- [Passage to read]:
We stayed on Gili Air for 8 days. This was a few more days than intended but we could have stayed for weeks. However, the call of the mountains is always nagging us for attention so having looked at Gunung Rinjani for a week, we figured it was time we climbed it.
We arranged our Rinjani climb with the original trek leader for the mountain, Mister John. His outfit is not the cheapest but we were impressed that they were a little more environmentally aware than many of the competitors. Mister John picked us up at Bangsal, the mainland port opposite Gili, and took us up to his mountain lodge in Senaru. The lodge was a little more deluxe than we are used to but it was included in the package. The lodge was perched up on a ridge with great views of the rice fields and forests below.
In the afternoon before the trek, we went on a quick hike through the woods to two waterfalls. Waterfall one fell out of an incredibly lush wall of emerald green vegetation. The second waterfall was equally beguiling, pouring over a lush horseshoe shaped canyon wall in gossamer thin threads. There was a plunge pool at the bottom, which would have been a magnificent place for a swim if we had remembered our Speedos.

- [Problem to solve]:
Please retype the part of the Rinjani trip account above that opens with the words containing "We arranged our" and closes with "and forests below.", keeping every word and mark unchanged.

- [Material shown]:
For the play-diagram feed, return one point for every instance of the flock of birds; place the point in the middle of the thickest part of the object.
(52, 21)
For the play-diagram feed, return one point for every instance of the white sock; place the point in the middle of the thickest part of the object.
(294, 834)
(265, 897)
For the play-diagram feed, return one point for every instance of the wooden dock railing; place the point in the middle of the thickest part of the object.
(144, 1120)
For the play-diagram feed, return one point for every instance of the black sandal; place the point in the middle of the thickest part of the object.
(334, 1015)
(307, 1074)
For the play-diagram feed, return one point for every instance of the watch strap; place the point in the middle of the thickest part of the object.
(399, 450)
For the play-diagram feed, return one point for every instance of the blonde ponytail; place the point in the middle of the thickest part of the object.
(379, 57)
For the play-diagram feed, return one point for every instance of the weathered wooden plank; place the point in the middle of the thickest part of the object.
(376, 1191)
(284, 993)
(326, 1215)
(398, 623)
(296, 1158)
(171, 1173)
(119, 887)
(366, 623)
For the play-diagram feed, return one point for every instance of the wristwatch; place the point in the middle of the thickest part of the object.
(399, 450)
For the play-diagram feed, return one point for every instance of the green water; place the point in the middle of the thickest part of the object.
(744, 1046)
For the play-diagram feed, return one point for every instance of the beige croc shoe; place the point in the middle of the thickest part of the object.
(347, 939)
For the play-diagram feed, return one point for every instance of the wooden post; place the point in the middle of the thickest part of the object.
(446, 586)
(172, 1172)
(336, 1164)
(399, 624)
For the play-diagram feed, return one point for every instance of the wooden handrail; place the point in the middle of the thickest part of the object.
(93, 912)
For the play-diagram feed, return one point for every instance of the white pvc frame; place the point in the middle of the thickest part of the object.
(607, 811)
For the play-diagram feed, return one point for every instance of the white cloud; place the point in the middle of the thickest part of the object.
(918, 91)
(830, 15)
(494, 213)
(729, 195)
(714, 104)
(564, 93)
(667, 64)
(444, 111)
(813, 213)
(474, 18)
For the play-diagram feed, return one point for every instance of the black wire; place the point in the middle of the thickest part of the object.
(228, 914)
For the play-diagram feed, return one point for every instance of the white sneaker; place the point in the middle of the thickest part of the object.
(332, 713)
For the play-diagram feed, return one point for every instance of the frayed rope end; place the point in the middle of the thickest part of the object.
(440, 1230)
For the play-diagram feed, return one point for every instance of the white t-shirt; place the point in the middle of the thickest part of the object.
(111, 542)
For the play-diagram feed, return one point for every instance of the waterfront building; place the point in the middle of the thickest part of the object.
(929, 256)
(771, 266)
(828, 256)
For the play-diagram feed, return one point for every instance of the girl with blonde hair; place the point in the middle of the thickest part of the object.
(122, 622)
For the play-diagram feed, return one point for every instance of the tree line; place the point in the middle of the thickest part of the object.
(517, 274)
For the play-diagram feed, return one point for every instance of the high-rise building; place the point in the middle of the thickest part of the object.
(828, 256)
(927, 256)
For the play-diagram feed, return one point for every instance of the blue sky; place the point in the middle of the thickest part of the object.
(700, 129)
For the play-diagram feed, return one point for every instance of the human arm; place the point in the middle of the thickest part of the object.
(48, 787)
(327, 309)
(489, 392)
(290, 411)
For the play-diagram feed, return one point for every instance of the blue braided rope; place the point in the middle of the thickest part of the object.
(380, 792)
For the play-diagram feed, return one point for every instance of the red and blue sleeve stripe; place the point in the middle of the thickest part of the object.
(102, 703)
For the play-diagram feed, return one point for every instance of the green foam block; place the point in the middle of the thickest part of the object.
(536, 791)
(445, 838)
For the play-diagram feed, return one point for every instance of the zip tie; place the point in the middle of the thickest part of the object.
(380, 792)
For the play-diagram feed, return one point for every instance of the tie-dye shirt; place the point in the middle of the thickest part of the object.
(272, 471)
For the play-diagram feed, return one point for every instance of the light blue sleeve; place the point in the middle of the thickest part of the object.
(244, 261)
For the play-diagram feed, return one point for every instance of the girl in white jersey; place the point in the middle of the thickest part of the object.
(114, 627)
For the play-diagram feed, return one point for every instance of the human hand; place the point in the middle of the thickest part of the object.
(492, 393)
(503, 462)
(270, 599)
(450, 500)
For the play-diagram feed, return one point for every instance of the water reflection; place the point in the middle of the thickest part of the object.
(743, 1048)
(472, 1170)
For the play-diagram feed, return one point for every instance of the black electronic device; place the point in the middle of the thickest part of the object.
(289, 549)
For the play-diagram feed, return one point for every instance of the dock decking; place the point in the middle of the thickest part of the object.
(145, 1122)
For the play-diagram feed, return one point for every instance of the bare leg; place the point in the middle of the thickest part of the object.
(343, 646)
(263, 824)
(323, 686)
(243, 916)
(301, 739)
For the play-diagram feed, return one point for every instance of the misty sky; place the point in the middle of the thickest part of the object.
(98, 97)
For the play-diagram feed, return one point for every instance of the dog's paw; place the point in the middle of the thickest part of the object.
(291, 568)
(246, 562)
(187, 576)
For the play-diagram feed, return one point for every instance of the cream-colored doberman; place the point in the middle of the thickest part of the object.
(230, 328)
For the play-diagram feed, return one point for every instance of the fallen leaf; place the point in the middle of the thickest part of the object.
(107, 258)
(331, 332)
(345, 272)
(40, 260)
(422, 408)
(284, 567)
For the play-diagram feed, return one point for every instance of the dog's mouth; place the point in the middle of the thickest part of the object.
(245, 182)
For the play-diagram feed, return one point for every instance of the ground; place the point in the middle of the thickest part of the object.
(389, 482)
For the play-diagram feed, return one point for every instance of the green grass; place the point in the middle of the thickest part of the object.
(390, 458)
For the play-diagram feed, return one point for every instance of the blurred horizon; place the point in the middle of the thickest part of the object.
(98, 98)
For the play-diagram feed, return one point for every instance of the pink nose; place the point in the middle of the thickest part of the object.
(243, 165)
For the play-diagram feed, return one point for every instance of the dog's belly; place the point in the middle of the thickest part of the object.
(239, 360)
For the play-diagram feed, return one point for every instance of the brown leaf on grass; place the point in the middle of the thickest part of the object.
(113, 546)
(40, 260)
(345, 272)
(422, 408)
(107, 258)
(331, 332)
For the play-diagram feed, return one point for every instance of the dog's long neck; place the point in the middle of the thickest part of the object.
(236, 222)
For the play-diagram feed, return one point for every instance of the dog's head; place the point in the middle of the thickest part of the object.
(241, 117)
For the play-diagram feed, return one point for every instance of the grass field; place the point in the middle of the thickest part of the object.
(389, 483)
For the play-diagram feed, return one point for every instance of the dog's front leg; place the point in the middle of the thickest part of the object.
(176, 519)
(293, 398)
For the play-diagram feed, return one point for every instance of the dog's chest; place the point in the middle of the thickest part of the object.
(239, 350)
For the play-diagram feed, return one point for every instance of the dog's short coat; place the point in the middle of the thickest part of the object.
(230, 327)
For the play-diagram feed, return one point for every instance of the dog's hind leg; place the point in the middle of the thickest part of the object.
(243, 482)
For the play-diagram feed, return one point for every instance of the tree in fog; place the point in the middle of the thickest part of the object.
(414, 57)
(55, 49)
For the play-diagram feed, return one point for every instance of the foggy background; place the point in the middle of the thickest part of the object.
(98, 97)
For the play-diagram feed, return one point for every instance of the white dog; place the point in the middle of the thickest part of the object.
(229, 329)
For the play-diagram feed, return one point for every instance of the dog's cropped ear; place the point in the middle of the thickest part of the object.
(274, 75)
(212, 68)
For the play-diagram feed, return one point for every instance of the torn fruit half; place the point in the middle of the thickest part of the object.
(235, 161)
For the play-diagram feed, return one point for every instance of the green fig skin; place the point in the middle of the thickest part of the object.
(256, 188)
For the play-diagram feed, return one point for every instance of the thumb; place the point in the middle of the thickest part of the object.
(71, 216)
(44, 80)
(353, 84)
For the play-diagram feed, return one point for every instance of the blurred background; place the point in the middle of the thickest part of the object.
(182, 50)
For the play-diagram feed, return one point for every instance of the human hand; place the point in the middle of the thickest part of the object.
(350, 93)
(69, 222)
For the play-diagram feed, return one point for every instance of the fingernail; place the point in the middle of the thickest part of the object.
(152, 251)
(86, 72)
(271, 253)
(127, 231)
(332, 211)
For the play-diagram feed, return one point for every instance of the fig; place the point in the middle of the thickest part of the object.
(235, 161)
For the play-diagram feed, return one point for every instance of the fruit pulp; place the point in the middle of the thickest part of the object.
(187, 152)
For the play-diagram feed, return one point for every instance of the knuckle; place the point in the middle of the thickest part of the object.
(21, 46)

- [Response to the task]:
We arranged our Rinjani climb with the original trek leader for the mountain, Mister John. His outfit is not the cheapest but we were impressed that they were a little more environmentally aware than many of the competitors. Mister John picked us up at Bangsal, the mainland port opposite Gili, and took us up to his mountain lodge in Senaru. The lodge was a little more deluxe than we are used to but it was included in the package. The lodge was perched up on a ridge with great views of the rice fields and forests below.